_Task_
Rewrite the paragraph of the post below that begins "I explained to a software engineer" as a short bulleted list that keeps its main facts.

_Extract to read_

┄┄┄┄┄┄┄┄┄┄┄┄┄┄┄┄┄┄┄┄

Wednesday, March 7, 2012



By Rob Watson

A couple of days ago, I watched as several young people received a special blessing from the bishop in our church. As I watched, my mind drifted back to a warm evening in late spring. It was the 23rd of May 48 years ago. I was standing outside the auditorium of my high school waiting to process down the isle and be graduated.

As I stood there I knew I would change the world. I knew I knew how and I knew I would. I had already made a bet, of one case of whiskey, that I would be the first to make a million dollars… That was back when a million dollars would actually buy something… the winner was to pay the loser.

In evaluating this 48 years I can fairly claim that I have changed the world. In one sparkling instant of time, I was the instrument for changing the whole world.

I explained to a software engineer how the hardware interrupt sequence of the TI 990/12 worked to cause the computer to behave as you would have it behave. The software engineer changed the way the computer software code behaved and taught engineers at Jet Propulsion Laboratories how to install it on their computer. This computer, using this new software, received the first close up pictures of the rings of Saturn. You can look it up. Just Google Voyager 2 pictures  of Saturn's rings.

Later, recent pictures are better. (Google Cassini Saturn Photos.) But it took them nearly 30 years. And they were second behind me.

┄┄┄┄┄┄┄┄┄┄┄┄┄┄┄┄┄┄┄┄

_Given data_

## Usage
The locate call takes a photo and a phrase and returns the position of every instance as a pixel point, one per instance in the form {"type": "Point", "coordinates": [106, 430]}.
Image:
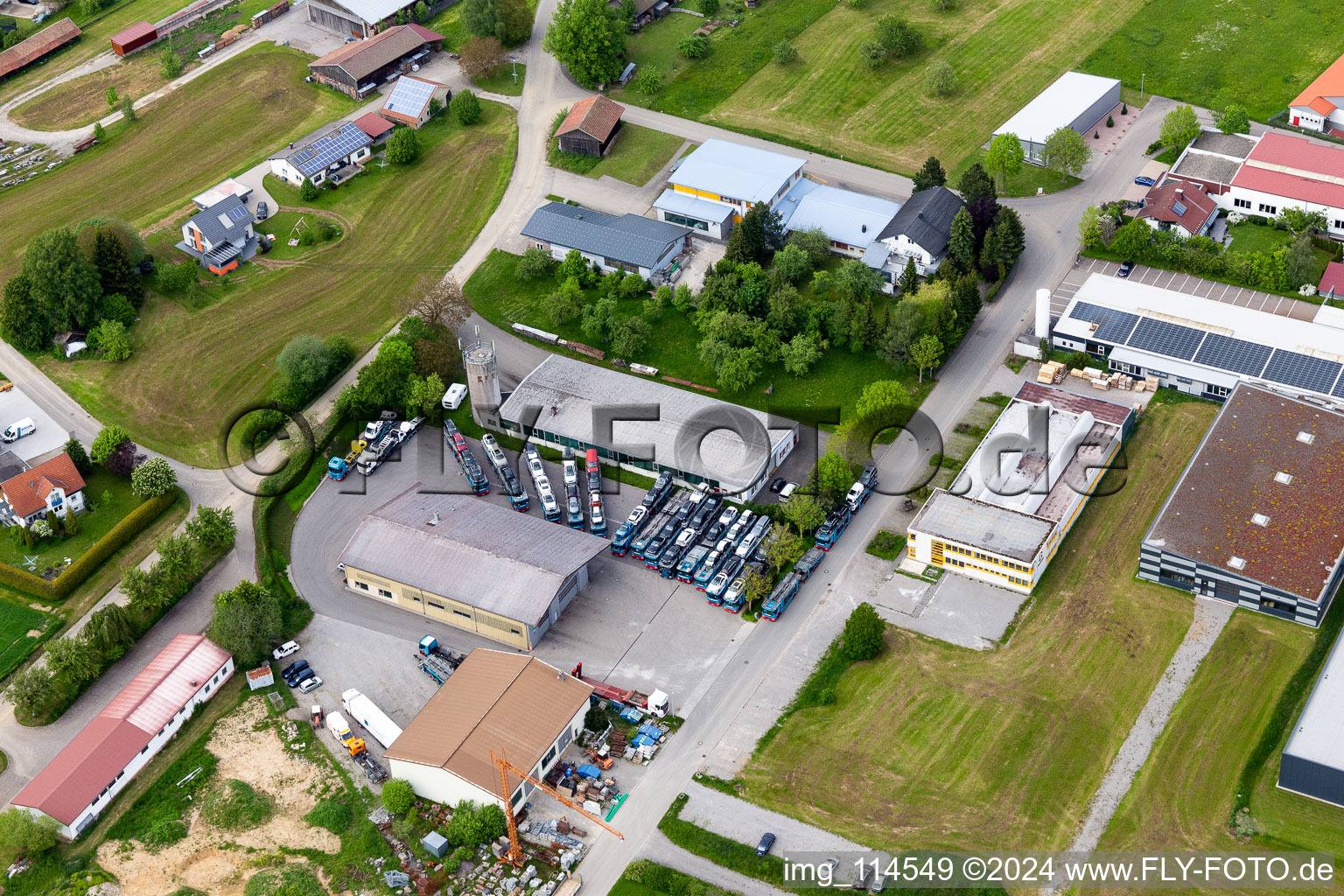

┄┄┄┄┄┄┄┄┄┄┄┄┄┄┄┄┄┄┄┄

_Complete response_
- The writer explained to a software engineer how the hardware interrupt sequence of the TI 990/12 made the computer behave as intended.
- The software engineer changed how the computer's software code behaved.
- That engineer taught engineers at Jet Propulsion Laboratories how to install it on their computer.
- Using this new software, the computer received the first close-up pictures of the rings of Saturn.
- Readers can confirm this by searching for Voyager 2 pictures of Saturn's rings.